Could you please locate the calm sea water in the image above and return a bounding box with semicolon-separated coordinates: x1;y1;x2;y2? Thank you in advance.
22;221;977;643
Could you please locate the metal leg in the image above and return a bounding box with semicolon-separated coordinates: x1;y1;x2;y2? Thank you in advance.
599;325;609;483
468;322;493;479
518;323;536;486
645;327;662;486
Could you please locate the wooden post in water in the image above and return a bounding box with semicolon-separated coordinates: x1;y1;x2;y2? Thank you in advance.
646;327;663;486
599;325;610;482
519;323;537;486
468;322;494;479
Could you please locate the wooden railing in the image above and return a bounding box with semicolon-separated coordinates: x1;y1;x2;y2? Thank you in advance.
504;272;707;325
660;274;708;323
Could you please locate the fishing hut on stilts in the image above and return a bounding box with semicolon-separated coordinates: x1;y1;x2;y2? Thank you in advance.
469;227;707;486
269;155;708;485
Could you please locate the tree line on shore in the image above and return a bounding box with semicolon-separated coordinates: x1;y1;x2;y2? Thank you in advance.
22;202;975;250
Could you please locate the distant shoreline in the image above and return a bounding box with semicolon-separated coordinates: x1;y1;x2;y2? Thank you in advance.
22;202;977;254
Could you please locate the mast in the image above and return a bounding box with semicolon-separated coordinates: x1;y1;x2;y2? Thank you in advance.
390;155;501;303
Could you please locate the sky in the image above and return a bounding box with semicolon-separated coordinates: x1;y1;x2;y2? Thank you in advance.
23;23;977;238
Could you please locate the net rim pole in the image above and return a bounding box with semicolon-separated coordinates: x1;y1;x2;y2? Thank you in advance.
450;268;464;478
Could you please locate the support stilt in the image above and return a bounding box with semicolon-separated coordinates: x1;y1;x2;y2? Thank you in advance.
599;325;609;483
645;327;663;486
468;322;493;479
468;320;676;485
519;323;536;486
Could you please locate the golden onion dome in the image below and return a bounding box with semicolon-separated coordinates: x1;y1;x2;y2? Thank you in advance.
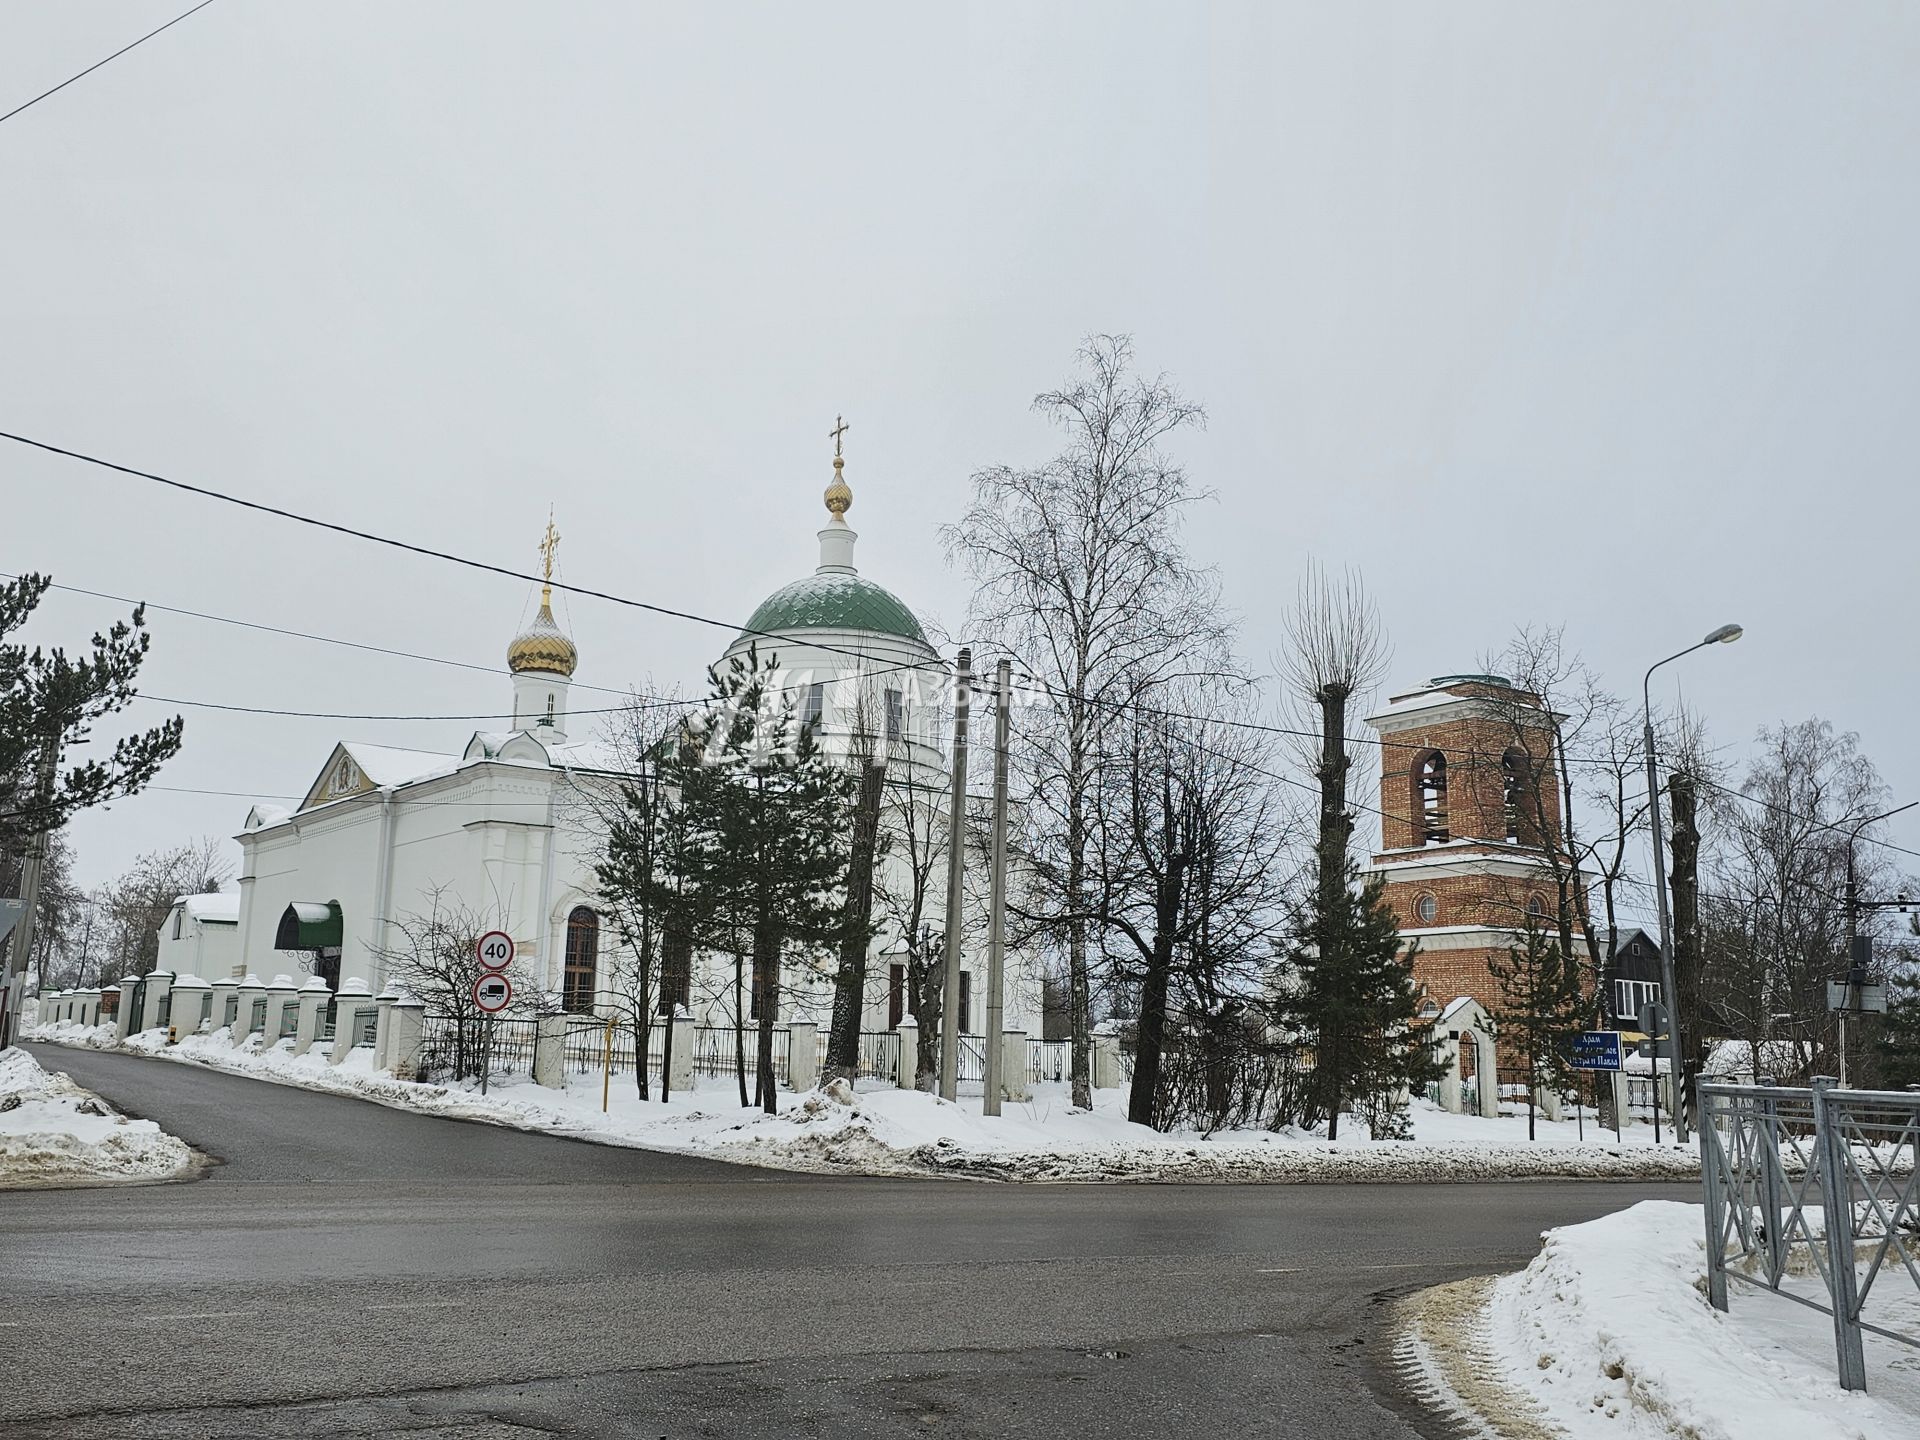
824;452;852;517
507;591;577;677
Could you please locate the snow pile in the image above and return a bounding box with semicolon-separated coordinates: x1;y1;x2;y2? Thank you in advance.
0;1047;198;1188
1401;1200;1920;1439
56;1025;1708;1182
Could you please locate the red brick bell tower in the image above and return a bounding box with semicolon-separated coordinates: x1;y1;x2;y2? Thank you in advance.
1363;674;1581;1020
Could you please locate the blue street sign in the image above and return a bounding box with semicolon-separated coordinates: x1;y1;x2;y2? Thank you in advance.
1570;1030;1624;1071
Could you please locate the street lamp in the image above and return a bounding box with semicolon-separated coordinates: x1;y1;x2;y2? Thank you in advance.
1642;623;1742;1144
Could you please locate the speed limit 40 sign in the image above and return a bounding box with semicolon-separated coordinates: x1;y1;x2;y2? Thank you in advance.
476;930;514;972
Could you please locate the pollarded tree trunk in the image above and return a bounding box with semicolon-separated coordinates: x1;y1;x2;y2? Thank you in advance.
826;760;886;1083
1669;769;1705;1127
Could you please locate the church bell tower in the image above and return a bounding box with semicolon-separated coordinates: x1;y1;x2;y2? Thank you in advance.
1364;674;1578;1014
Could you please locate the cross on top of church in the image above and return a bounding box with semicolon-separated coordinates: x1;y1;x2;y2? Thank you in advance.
829;415;850;458
539;513;561;604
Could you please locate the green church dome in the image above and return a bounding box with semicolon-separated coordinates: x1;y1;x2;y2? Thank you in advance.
742;572;929;645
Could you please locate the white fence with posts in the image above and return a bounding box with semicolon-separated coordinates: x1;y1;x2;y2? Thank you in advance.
1699;1076;1920;1392
58;977;1064;1106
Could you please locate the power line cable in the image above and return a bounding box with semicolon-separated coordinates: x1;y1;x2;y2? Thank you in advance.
0;0;215;128
12;427;1917;863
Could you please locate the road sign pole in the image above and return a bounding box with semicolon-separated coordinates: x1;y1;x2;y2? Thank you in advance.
481;1015;493;1096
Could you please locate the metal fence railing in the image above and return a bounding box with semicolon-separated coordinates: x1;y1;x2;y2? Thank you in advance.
417;1014;540;1083
561;1018;672;1079
1029;1038;1071;1084
1700;1077;1920;1391
691;1025;790;1085
810;1029;902;1082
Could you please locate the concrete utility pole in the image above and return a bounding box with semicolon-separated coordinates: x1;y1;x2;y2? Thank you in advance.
2;743;59;1047
983;658;1012;1117
937;648;973;1102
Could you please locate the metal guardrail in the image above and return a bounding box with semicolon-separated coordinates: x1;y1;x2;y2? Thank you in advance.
1700;1077;1920;1391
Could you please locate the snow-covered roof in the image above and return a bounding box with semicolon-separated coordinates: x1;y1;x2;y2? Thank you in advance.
174;893;240;924
340;742;458;788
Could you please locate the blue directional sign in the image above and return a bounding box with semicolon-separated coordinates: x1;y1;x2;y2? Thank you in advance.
1570;1030;1624;1071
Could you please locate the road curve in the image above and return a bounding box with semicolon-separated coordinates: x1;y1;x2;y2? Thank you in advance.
6;1043;1693;1438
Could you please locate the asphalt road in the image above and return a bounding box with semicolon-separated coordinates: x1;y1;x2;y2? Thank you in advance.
4;1044;1693;1439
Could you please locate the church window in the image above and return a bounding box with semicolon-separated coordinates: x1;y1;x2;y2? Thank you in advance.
563;907;599;1013
959;970;973;1033
1503;748;1534;844
1526;893;1548;922
888;963;906;1028
172;906;184;940
885;689;905;743
1415;751;1449;845
802;682;826;735
1414;892;1439;924
657;930;692;1016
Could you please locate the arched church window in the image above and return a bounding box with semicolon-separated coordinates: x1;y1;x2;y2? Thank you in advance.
1503;748;1534;844
563;907;598;1013
1415;751;1449;845
1526;894;1548;922
1414;892;1439;925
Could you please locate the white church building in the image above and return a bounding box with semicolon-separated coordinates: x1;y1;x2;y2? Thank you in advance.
159;444;1045;1042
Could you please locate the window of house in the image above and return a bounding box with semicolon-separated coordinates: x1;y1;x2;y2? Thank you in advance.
563;907;598;1013
885;688;905;743
1416;752;1449;845
1613;979;1660;1020
1414;892;1439;924
801;682;826;734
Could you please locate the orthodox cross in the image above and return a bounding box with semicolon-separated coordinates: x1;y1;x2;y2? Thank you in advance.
539;514;561;583
829;415;850;458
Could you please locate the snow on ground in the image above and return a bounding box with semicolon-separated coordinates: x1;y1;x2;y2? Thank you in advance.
1399;1200;1919;1439
0;1045;199;1188
29;1023;1707;1182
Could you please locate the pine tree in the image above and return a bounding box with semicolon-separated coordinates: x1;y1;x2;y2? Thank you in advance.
670;648;854;1112
1283;859;1441;1140
1487;915;1587;1140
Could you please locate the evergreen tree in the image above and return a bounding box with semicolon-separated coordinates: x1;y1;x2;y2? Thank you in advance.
1282;859;1440;1140
1487;915;1587;1140
1877;955;1920;1090
671;648;854;1112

───

**WORK TASK:**
Only the pictures are dropped. Otherwise, write out the listing exactly.

**YOUR SOLUTION:**
Could you please locate the calm sea water in the image above and return a bounding box with semicolon-separated coordinates: x1;y1;x2;y2? Thank you in advance.
22;221;977;643
Could you please locate the metal leg in the image above and return a bounding box with semicolon-separated coordinates: x1;y1;x2;y2? Thank you in advance.
599;325;609;483
468;322;493;479
518;323;536;486
645;327;662;486
Could you please locate the wooden post in water in the image above and return a bounding box with semicolon-separated coordinates: x1;y1;x2;y2? Thank you in advance.
646;327;663;486
599;325;610;482
519;323;537;486
468;322;494;479
Could you please locate the wooden railing in the image above and return a bounding box with semicolon-separated coordinates: x1;y1;x2;y2? Thank you in advance.
504;272;707;325
660;274;708;323
Could you please locate the fishing hut on stilts in the image above and return a bounding box with semicolon-separated coordinates: x1;y1;x2;y2? Thank you in advance.
469;227;707;486
269;155;708;485
Could you please locate the tree line on shore in the image above and return a bounding box with semicolon-separated coordinates: x1;y1;x2;y2? Thank you in advance.
22;202;975;250
Could you please locate the distant shoreline in the image above and return a bounding box with semicolon-separated coordinates: x1;y1;x2;y2? Thank you in advance.
22;202;977;254
Could you please locate the mast in the image above and return a bounding box with semicolon-separated coordinates: x1;y1;x2;y2? Thank you in advance.
390;155;501;303
Could you please locate the sky in the image above and return a bounding box with semicolon-separated coordinates: x1;y1;x2;y2? Thank you in advance.
23;23;977;238
Could you please locate the net rim pole in the image above and return a bounding box with semicolon-separated coordinates: x1;y1;x2;y2? Thank you in advance.
450;268;464;478
Could you please locate the support stilt in the image above and return a bounding box with semicolon-separated coordinates: x1;y1;x2;y2? Thank you in advance.
599;325;609;483
645;327;663;486
468;322;493;479
468;320;676;485
519;323;536;486
Could you please locate the golden onion dome in the image below and return a bounding box with semicolon-separated coordinates: x1;y1;x2;y2? Thank you in advance.
824;452;852;517
507;591;577;677
Could you please locate the snow pile in the image above and return a bounding box with semicolon-separated coordinates: x1;y1;x2;y2? Thank you in advance.
0;1047;198;1188
1401;1200;1920;1439
56;1025;1708;1182
Could you please locate the red brick bell tower in the image above and return a bounding box with semicolon-separated coordinates: x1;y1;x2;y2? Thank you in advance.
1363;674;1581;1020
Could you please locate the blue street sign in the image above and return a bounding box with semicolon-separated coordinates: x1;y1;x2;y2? Thank you in advance.
1570;1030;1624;1071
Could you please locate the street lamp in the image above and return a bounding box with semicolon-separated coordinates: x1;y1;x2;y2? Thank you in advance.
1642;623;1742;1144
Could you please locate the speed limit 40 sign in the image above and return a bounding box with semicolon-separated coordinates: x1;y1;x2;y2? Thank you in advance.
476;930;514;972
Could you please locate the pollarded tree trunk in the image above and return a bounding box with semicolon-separated coordinates: x1;y1;x2;y2? Thank you in advance.
826;760;886;1083
1669;769;1705;1127
Could you please locate the church bell tower in the image above and return a bounding box with semicolon-separated coordinates: x1;y1;x2;y2? Thank you in advance.
1364;674;1578;1014
Could you please locate the cross on top of church in the image above and return a bounding box with semicolon-separated coordinates: x1;y1;x2;y2? Thank you in advance.
829;415;850;458
539;513;561;604
Could you please locate the green church dome in the image above and return a bounding box with semicolon-separated coordinates: x1;y1;x2;y2? Thank you in advance.
742;572;929;645
Could you please locate the white fence with posts in the image above and return a bounding box with semicolon-separated coordinates: x1;y1;x2;y2? Thank you in advance.
1699;1076;1920;1392
58;977;1064;1106
Could you please locate the power line cable in the image above and return a bounding box with semicolon-separated coordinates: x1;y1;x2;y2? Thank you in advance.
0;0;215;128
12;427;1917;863
Could you please locate the road sign pole in the image above and return a bounding box with semicolon-separated coordinates: x1;y1;x2;y2? Thank you in advance.
481;1015;493;1096
Could you please locate the metal fence railing in the image above and return a bounding box with semicolon-separated coordinates: x1;y1;x2;y2? Thank you in advance.
417;1014;540;1083
561;1018;672;1079
1029;1038;1071;1084
1700;1077;1920;1391
691;1025;790;1085
810;1029;902;1082
Could you please locate the concrete utility pole in the image above and return a bounding box with semicolon-separated coordinates: x1;y1;x2;y2? Thank you in advance.
2;743;59;1047
983;658;1012;1117
937;648;973;1102
Could you please locate the metal guardrail in the image above and return a bounding box with semicolon-separated coordinates: x1;y1;x2;y2? Thank you in advance.
1700;1077;1920;1391
Could you please locate the snow-covered roof in the image above and return a bounding box with semicolon-separated coordinates: x1;y1;x2;y2? Thank you in advance.
174;893;240;924
340;742;458;788
Could you please locate the blue directional sign in the image above and return a bounding box with semicolon-separated coordinates: x1;y1;x2;y2? Thank you in advance.
1570;1030;1624;1071
Could you please locate the road curve in the image above and return a bounding box with semicolon-separated coordinates: x1;y1;x2;y2? Thank you in advance.
6;1043;1693;1438
Could you please locate the asphalt road in the image above and return a bounding box with semicolon-separated coordinates: x1;y1;x2;y2? Thank you in advance.
4;1044;1693;1439
Could you please locate the church window in the image above and return a bounding box with semicolon-separated coordinates: x1;y1;x2;y2? Thank you in advance.
563;907;599;1013
959;970;973;1033
1503;748;1534;844
1526;893;1548;922
888;963;906;1028
172;906;184;940
885;689;905;743
1415;751;1449;845
802;682;826;735
1414;892;1439;924
657;930;692;1016
Could you please locate the arched church window in the image above and return a bounding box with semicolon-separated coordinates: x1;y1;x2;y2? Thank you in advance.
1503;748;1534;844
563;907;598;1013
1415;751;1449;845
1526;894;1548;922
1414;892;1439;925
Could you please locate the white church building in the image above and return a bounding box with semicolon-separated coordinates: x1;y1;x2;y2? Thank you in advance.
159;444;1045;1042
Could you please locate the window of house in the image above and return a bounding box with semicolon-separated coordinates: x1;y1;x2;y2? Thank you in advance.
563;907;598;1013
885;688;905;743
1416;752;1449;845
1613;979;1660;1020
1414;892;1439;924
801;682;826;734
Could you please locate the orthodox cross in the image above and return a bounding box with semicolon-separated coordinates: x1;y1;x2;y2? Thank you in advance.
539;514;561;583
829;415;850;458
Could you please locate the snow on ground in the image above and return a bounding box with semicolon-separated coordinates: x1;y1;x2;y2? Thank you in advance.
1399;1200;1919;1439
0;1045;199;1188
29;1023;1707;1182
Could you please locate the pine tree in the image above and return a bounding box with semicolon-separated coordinates: x1;y1;x2;y2? Thank you in advance.
670;648;854;1112
1283;859;1441;1140
1487;915;1587;1140
Could you please locate the evergreen tree in the image above and return a bounding box with semicolon-separated coordinates: x1;y1;x2;y2? Thank you in advance.
1282;859;1440;1140
1487;915;1587;1140
1877;955;1920;1090
671;648;854;1112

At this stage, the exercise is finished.